Si el desarrollo es cambio y el protagonismo en ambos corresponde a las personas, entonces el término clave es el de flujo o proceso. Porque los seres humanos y las organizaciones de la sociedad movilizamos nuestras energías para resolver problemas y conseguir objetivos y, para ello, trazamos caminos que nos lleven hasta donde queremos llegar. Por ello, el gran reto de cualquier estrategia de cambio social es lograr la máxima personalización y direccionamiento del esfuerzo individual, pero creando, a la par, puentes y puntos de encuentro que generen masa crítica suficiente para dar el salto de lo micro a lo macro. No podemos dar un triple salto mortal entre lo pequeño (persona, pyme, lo local) y lo grande (globalización, comunidad planetaria) si en el medio no hay nada, un hilo, una escalera, un proceso de conexiones intermedias que hoy, más que nunca, pueden estimularse y alcanzarse con estrategias, organización y metodologías innovadoras, enfocadas al sujeto y apoyadas en recursos digitales.

Pero la realidad es que la mayoría de las actuaciones continúan fundamentándose en la noción de hito, no de proceso. Trasladamos así el modelo mecánico de intervenir sobre objetos (por ejemplo, construir una carretera o extender la fibra óptica) al hacerlo sobre los sujetos y sus mundos, un cuerpo orgánico que se mueve con reglas muy diferentes y que responde mal a fórmulas estándar. No resulta extraño, en esa medida, que las Administraciones públicas se sientan aliviadas cuando les toca gestionar una gran infraestructura (hitos concentrados en el tiempo, objetivables cuantitativamente y con un volumen importante de inversión) y vivan, por el contrario, como un quebradero de cabeza las intervenciones que involucran personas (una compleja cadena de microactuaciones que implican a muchos actores, que necesitan de constante coordinación y articulación, que caben mal en los procedimientos y que requieren de un variado elenco de competencias soft, que normalmente no se poseen). Demasiada complejidad y esfuerzo para unos resultados cuantitativos —que son los que se miden e importan— infinitamente más modestos e invisibles que las grandes obras de inversión. Este no es un planteamiento abstracto, numerosas evaluaciones de políticas públicas (de empleo, inclusión, igualdad…) muestran obstinadamente los límites y graves insuficiencias de este modelo.

No es un problema de capacidad profesional. En el sector público hay magníficos profesionales, con un alto nivel de compromiso, experiencia y ganas de cambiar. El problema es que la institucionalidad pública lleva las dicotomías en sus genes y, en la práctica, todo su quehacer está compartimentado con rígidas fronteras temáticas, competenciales y jerárquicas. Esto dificulta tener una visión global de los procesos, pero también considerar las necesidades de cada persona.

Por tal razón, muchos esfuerzos en materia de cambio social han sucumbido a esta exigencia de compartimentación (temática, organizacional y temporal), o bien se han ido perdiendo en la ruta. El apasionante objetivo de poner a las personas en el centro es un propósito que nos compete a todas y a todos, por eso no tendrá viabilidad sin un fuerte liderazgo público. El papel del Estado es hoy más indispensable que nunca para las personas y ponerlas de verdad en el centro solo será posible si el Estado se compromete en el proceso inaplazable de transformarse a sí mismo.

Cecilia Castaño, catedrática en Economía Aplicada en la Complutense de Madrid; María Ángeles Sallé, doctora en Ciencias Sociales por la Universidad de Valencia; Capitolina Díaz, catedrática de Sociología en la Universidad de Valencia y Nuria Oliver, doctora en Inteligencia Artificial por el MIT cofundadora y vicepresidenta de ellis.eu.

◆ Sección de datos
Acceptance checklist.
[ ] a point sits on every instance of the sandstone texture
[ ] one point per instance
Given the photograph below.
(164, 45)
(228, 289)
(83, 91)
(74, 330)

◆ Instrucciones
- 1) Según el fragmento seleccionado, ¿cuál es el término clave si el desarrollo es cambio y el protagonismo en ambos corresponde a las personas?
- 2) Indica si cada afirmación concuerda con el fragmento seleccionado y cita las palabras que lo deciden:
(a) El problema del sector público es la falta de capacidad profesional.
(b) Las Administraciones públicas se sienten aliviadas cuando gestionan una gran infraestructura.
(c) La mayoría de las actuaciones se fundamentan en la noción de proceso.
- 3) Reproduce literalmente el pasaje del fragmento seleccionado que va desde "Por tal razón, muchos" hasta "a sí mismo.", ambos incluidos.

◆ Resultados en orden
- 1) El término clave es el de flujo o proceso.

- 2)
(a) No: «No es un problema de capacidad profesional.»
(b) Sí: «las Administraciones públicas se sientan aliviadas cuando les toca gestionar una gran infraestructura»
(c) No: «la mayoría de las actuaciones continúan fundamentándose en la noción de hito, no de proceso.»

- 3)
Por tal razón, muchos esfuerzos en materia de cambio social han sucumbido a esta exigencia de compartimentación (temática, organizacional y temporal), o bien se han ido perdiendo en la ruta. El apasionante objetivo de poner a las personas en el centro es un propósito que nos compete a todas y a todos, por eso no tendrá viabilidad sin un fuerte liderazgo público. El papel del Estado es hoy más indispensable que nunca para las personas y ponerlas de verdad en el centro solo será posible si el Estado se compromete en el proceso inaplazable de transformarse a sí mismo.